start Passage given

EPIC: Build a Kubernetes Operator capable of deploying and managing a Block Node and related components through the full lifecycle. #546

jsync-swirlds · 2025-01-27T18:53:34Z

Epic Goal

Produce a fully functional Kubernetes Operator implementing at least "Level IV" capabilities.

Major Tasks

Create a Level I Operator

Create the basic operator using the operator framework SDK.
Add the capability to install a Block Node
Add the capability to observe a newly installed Block Node until it reaches a healthy state.
Add the capability to convey readiness of each deployed Block Node via the custom resource status block.
Add the capability to set, monitor, and update configuration for each deployed Block Node
- This includes keeping configurations synchronized to the CRD spec block
- Ensure all valid configuration values are fully documented and specified

Upgrade the Operator to Level II

Add the capability to upgrade a Block Node via the operator
Add the capability to upgrade all managed Block Nodes when the operator is upgraded
Add the capability to upgrade all (or any subset of) managed Block Nodes to a new Block Node version
Add the capability to upgrade versions of Block Node managed by an older version of the Operator to a version supported by the current version of the Operator.
Add the capability to Upgrade the Operator without upgrading all managed Block Nodes.
- If some managed Block Nodes are too old to manage, the Operator may upgrade them to the oldest supported version when upgrading the Operator.

end Passage given

» **What to work on**: In the Kubernetes operator epic above, what is used to create the basic operator?

start Given data

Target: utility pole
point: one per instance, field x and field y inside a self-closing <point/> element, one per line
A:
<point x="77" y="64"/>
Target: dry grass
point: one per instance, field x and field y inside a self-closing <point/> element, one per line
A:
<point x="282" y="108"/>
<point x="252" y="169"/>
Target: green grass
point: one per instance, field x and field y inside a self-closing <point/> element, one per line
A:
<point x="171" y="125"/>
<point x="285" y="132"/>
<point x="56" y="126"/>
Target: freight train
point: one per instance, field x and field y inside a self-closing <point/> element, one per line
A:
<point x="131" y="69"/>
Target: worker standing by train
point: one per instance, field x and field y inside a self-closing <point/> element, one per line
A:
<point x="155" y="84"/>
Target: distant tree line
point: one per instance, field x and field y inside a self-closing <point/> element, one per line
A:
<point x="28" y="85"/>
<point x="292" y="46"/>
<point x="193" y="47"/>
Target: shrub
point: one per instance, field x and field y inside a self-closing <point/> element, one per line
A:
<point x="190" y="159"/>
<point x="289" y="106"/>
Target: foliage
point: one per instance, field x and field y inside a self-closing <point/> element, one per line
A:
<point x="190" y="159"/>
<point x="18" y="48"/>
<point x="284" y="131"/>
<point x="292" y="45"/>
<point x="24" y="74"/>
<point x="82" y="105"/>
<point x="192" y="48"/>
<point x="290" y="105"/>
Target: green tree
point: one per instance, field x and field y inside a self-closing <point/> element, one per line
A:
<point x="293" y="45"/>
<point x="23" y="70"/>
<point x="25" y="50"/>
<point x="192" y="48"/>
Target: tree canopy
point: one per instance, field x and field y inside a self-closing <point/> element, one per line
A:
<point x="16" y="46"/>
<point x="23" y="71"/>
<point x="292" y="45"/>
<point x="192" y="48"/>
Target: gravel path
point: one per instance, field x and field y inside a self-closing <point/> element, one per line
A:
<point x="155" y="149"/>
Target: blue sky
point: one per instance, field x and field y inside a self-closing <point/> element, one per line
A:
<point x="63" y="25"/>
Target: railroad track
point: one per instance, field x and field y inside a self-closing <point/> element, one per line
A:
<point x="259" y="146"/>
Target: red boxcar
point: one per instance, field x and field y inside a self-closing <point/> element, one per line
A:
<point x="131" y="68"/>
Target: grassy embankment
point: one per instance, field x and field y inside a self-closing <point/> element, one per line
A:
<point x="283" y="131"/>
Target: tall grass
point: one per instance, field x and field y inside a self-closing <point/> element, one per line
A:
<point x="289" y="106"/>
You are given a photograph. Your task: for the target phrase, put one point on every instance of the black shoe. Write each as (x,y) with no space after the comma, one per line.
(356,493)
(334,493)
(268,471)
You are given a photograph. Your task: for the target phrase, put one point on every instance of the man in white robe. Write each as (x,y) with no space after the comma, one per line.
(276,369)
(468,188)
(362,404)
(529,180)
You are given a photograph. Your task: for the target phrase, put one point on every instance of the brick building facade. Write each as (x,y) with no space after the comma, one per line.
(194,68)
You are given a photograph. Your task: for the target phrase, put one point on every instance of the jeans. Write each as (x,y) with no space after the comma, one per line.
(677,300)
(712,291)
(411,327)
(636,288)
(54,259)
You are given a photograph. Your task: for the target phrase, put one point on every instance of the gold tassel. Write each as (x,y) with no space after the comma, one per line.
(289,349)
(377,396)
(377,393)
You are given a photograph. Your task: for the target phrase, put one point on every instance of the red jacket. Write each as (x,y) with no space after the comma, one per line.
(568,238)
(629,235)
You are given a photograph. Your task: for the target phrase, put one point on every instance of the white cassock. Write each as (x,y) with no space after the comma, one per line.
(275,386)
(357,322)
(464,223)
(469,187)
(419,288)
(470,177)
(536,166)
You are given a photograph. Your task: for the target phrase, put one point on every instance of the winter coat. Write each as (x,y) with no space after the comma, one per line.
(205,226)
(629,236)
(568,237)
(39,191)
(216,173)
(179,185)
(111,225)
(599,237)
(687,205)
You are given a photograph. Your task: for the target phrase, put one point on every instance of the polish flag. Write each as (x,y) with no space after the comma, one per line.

end Given data

» **Response below**: The operator framework SDK.